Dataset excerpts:
────
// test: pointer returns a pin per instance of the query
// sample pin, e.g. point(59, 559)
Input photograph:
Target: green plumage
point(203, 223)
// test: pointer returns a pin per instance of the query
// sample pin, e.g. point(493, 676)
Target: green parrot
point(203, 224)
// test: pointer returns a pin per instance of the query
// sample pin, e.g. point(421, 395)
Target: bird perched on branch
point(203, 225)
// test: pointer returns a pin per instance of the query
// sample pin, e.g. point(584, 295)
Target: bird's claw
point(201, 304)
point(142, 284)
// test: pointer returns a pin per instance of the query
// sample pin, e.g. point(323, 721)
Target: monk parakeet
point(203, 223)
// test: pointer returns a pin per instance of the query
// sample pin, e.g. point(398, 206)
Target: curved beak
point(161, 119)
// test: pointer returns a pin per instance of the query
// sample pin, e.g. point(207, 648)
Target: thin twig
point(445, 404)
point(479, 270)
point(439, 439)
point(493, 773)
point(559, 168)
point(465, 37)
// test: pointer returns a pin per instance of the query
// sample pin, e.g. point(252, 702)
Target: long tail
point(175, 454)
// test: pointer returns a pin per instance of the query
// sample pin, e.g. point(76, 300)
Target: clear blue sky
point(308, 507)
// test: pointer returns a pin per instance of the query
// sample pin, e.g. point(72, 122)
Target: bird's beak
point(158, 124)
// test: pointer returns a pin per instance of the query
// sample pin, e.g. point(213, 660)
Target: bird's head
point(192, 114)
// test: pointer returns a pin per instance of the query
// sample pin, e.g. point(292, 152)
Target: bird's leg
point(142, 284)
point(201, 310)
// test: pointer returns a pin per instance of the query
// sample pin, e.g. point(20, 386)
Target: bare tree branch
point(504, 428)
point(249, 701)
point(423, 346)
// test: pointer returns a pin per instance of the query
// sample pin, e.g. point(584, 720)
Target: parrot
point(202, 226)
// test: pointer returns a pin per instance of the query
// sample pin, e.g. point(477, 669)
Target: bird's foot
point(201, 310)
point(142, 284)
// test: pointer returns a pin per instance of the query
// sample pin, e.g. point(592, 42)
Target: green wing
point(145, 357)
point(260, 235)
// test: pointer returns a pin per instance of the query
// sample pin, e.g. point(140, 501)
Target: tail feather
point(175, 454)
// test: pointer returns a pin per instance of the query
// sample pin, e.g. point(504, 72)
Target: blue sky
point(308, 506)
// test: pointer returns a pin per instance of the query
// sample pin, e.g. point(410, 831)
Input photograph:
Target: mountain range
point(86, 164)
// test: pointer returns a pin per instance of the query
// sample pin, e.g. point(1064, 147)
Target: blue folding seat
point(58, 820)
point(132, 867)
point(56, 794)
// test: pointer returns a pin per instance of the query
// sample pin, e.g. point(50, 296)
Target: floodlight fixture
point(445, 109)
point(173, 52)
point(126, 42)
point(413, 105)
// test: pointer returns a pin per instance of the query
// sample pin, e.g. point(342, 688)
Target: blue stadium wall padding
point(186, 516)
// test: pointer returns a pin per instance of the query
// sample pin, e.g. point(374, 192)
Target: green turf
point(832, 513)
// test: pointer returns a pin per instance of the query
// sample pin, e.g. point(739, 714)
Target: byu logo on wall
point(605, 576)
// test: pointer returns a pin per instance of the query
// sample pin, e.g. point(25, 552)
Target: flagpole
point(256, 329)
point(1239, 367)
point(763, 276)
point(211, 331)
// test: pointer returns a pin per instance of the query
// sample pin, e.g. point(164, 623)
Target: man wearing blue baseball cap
────
### Task item
Quote all of the entries verbatim.

### Solution for this task
// test: pointer returns a pin per instance of the query
// sample pin, e.g. point(59, 559)
Input photograph:
Target: green plumage
point(203, 223)
// test: pointer returns a pin per instance of the query
// sample pin, e.g. point(493, 676)
Target: green parrot
point(203, 224)
// test: pointer returns a pin per instance of the query
// sample pin, e.g. point(421, 395)
Target: bird perched on branch
point(203, 225)
// test: pointer returns a pin per instance of the query
// sample pin, e.g. point(584, 295)
Target: bird's claw
point(201, 304)
point(142, 284)
// test: pointer returns a pin per instance of the query
// sample pin, e.g. point(323, 721)
Target: monk parakeet
point(203, 223)
// test: pointer returns a pin per instance of the query
// sample pin, e.g. point(398, 206)
Target: curved beak
point(161, 119)
// test: pointer returns a pin per instance of the query
// sample pin, e.g. point(207, 648)
Target: thin twig
point(445, 404)
point(479, 270)
point(439, 439)
point(493, 773)
point(559, 168)
point(465, 37)
// test: pointer returns a pin per instance of the query
// sample pin, e.g. point(252, 702)
Target: long tail
point(175, 454)
// test: pointer returns a pin per instance of the query
// sample pin, e.g. point(76, 300)
Target: clear blue sky
point(308, 507)
// test: pointer returns a pin per instance of the query
// sample pin, e.g. point(72, 122)
Target: bird's beak
point(158, 124)
// test: pointer returns a pin per instance of the query
// sample pin, e.g. point(213, 660)
Target: bird's head
point(192, 114)
// test: pointer returns a pin per instance of the query
// sample pin, e.g. point(292, 152)
Target: bird's leg
point(142, 284)
point(201, 310)
// test: pointer returns a pin per instance of the query
// sample pin, e.g. point(20, 386)
Target: bare tree branch
point(504, 428)
point(249, 701)
point(423, 346)
// test: pointer returns a pin per instance of the query
// sample pin, e.g. point(584, 720)
Target: parrot
point(202, 226)
// test: pointer returns a pin per instance of the query
// sample pin, e.g. point(477, 669)
Target: bird's foot
point(201, 310)
point(142, 284)
// test: pointer returns a pin per instance of the query
// sample pin, e.g. point(592, 42)
Target: green wing
point(145, 357)
point(260, 235)
// test: pointer returns a pin per instance of the query
// sample pin, e.g. point(140, 501)
Target: tail feather
point(175, 454)
// test: pointer returns a pin per instance of the query
// sample pin, e.g. point(504, 72)
Target: blue sky
point(308, 506)
// test: pointer returns a pin per instance of the query
// sample pin, e.g. point(410, 831)
Input photograph:
Target: mountain range
point(86, 164)
// test: pointer returns a pin per instance of the query
// sample pin, e.g. point(1064, 147)
Target: blue folding seat
point(58, 820)
point(132, 867)
point(56, 794)
// test: pointer returns a pin per instance of the query
// sample pin, e.g. point(50, 296)
Target: floodlight fixture
point(445, 109)
point(173, 52)
point(126, 42)
point(413, 105)
// test: pointer returns a pin per instance of the query
// sample pin, e.g. point(342, 688)
Target: blue stadium wall padding
point(186, 516)
// test: pointer returns a pin per instance of the query
// sample pin, e.g. point(374, 192)
Target: green turf
point(832, 513)
// test: pointer returns a pin per instance of the query
// sample pin, e.g. point(739, 714)
Target: byu logo on wall
point(605, 576)
// test: pointer returns a pin per instance of the query
// sample pin, e.g. point(25, 552)
Target: flagpole
point(256, 329)
point(1239, 367)
point(763, 276)
point(211, 331)
// test: pointer returns a pin per instance of the query
// sample pin, e.g. point(164, 623)
Target: man wearing blue baseball cap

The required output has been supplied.